In the way that other phases overlapped one another, Phase Six: The Garage was overlapping Phase Three: Drywall, Paint & Flooring. This was necessary for two reasons. First, the weather was finally nice again. Second, it was becoming increasingly apparent we weren’t going to be able to move into the church when we elected to wrap up our lease on the nearby rental house. It looked like we were going to have to move back into the camper, which we preferred to park on the cement slab of our future driveway and garage rather than a muddy yard.

This wasn’t an entirely unwelcome development given the nice weather. Recall that we were forced to move out of the camper in mid-November only because of snow and the imminent threat of freezing sewage pipes. On the other hand, it would have been convenient to move directly from the rental house into the church. But without the luxuries of finished flooring, countertops and closet racks in the church, we elected to take up residence in the camper again.

When deciding to purchase this particular church, the size of the lot was as appealing as the location. No churches came with attached garages, and some small churches offered no place to build a garage. When we contemplated the church in Pecatonica, Illinois, the garage we planned would have taken up all the open lot that came with the church. Though there was no parking lot or off-street parking with our 126-year-old Methodist church, the structure itself was situated on the front of a long triangular lot, which left lots of land for a garage with space left for a garden and other green space.

STATED TASK A -
Retype the church renovation text from "This wasn’t an" to "the camper again.".
STATED TASK B -
In the church renovation text, why did they have to move out of the camper in mid-November?
STATED TASK C -
Carry on the church renovation text from the point where it stops.

EXTRACTED ENTRIES -
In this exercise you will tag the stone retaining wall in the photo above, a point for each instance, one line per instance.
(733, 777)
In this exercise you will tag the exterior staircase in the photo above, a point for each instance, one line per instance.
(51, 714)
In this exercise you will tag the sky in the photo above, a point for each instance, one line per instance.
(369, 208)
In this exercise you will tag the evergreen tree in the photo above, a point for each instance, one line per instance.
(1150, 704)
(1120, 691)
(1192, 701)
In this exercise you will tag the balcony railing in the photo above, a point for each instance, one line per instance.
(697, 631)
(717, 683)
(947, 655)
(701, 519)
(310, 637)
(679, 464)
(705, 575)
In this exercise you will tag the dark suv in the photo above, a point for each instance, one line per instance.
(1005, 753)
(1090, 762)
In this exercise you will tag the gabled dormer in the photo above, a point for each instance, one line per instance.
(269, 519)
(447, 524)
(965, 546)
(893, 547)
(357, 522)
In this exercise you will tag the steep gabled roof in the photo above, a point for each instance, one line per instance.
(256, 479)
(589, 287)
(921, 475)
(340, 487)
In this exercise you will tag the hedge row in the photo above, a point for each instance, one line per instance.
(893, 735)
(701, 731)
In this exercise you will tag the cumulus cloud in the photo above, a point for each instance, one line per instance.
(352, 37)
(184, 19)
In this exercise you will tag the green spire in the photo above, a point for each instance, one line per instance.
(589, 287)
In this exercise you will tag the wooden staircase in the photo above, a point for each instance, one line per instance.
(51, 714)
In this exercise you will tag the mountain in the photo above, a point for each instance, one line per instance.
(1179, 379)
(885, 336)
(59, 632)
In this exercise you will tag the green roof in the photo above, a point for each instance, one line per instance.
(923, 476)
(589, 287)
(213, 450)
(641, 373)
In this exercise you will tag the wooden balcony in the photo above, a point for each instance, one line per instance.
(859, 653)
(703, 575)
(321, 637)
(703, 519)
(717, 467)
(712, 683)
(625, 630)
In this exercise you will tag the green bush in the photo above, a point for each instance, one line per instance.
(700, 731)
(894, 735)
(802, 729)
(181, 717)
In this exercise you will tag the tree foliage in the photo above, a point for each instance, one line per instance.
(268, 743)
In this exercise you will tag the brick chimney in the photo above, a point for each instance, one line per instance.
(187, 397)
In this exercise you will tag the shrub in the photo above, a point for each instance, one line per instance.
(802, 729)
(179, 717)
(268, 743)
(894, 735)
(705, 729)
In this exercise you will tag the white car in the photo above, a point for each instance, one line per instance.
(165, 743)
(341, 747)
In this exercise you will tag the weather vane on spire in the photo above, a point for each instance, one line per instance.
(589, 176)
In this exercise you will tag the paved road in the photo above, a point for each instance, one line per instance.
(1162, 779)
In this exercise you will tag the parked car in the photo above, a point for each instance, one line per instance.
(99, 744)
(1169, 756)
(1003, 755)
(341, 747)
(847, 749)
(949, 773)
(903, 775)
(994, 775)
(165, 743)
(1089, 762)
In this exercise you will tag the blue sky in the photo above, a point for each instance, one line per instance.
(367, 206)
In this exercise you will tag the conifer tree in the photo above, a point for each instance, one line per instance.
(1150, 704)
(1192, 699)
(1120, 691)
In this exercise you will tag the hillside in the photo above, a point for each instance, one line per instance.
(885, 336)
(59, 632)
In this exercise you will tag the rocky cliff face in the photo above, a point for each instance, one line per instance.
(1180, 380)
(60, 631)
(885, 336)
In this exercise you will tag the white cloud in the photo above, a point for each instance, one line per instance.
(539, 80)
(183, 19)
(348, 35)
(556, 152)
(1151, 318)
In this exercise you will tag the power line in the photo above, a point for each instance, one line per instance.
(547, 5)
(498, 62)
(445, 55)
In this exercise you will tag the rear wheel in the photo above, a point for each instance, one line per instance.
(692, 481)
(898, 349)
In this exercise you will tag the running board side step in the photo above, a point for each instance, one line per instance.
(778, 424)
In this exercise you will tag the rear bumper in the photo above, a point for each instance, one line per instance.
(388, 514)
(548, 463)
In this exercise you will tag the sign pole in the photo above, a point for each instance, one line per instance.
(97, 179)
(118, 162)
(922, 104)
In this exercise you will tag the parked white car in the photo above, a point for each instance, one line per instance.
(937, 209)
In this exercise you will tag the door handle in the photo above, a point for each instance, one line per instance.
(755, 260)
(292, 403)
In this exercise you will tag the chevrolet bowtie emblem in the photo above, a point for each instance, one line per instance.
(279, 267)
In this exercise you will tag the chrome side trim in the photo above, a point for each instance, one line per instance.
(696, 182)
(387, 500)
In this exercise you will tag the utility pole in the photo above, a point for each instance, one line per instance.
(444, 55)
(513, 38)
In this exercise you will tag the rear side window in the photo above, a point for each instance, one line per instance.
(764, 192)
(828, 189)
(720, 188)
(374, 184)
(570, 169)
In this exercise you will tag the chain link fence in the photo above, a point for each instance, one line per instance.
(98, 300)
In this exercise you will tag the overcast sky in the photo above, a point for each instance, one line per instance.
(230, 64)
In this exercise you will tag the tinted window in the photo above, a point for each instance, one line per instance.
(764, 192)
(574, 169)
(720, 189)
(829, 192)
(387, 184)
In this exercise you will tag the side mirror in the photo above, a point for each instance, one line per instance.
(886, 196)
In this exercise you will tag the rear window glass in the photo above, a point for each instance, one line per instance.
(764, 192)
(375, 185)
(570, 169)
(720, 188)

RESPONSE A -
This wasn’t an entirely unwelcome development given the nice weather. Recall that we were forced to move out of the camper in mid-November only because of snow and the imminent threat of freezing sewage pipes. On the other hand, it would have been convenient to move directly from the rental house into the church. But without the luxuries of finished flooring, countertops and closet racks in the church, we elected to take up residence in the camper again.

RESPONSE B -
They were forced out by snow and the imminent threat of freezing sewage pipes.

RESPONSE C -
For several weeks, Tyler had been pacing and tracing the outline of his garage and driveway, collecting bids, consulting with the building inspector on setbacks and footings, and pricing creature comforts (like urinals and method of garage heating). Bids on outsourcing all the work ran high, so with his eye on the Tequila Budget, Tyler took on some parts of the project himself. He was ready to break ground.

Or at least break concrete.

The first step in his grand garage plan was to break up part of the concrete stairway from the basement. The straight stairway required a turn in order to be situated completely inside the future garage. The top four steps had to go.

jackhammered steps
Back steps, post demolition.

So Tyler rented a jack-hammer. And jack-hammered through several feet of concrete. His hired man St. Johnny earned his pay that day, hauling away the heavy chunks and digging a four-foot-deep hole to accommodate a new mid-stairway landing.

Tyler came home of the church that day in a state of exhaustion. After months of demolition and wall construction, he admitted that was only a warm-up. “I haven’t worked that hard in years,” he said at the end of jack-hammer day as he flopped on the couch, soon to be sleeping.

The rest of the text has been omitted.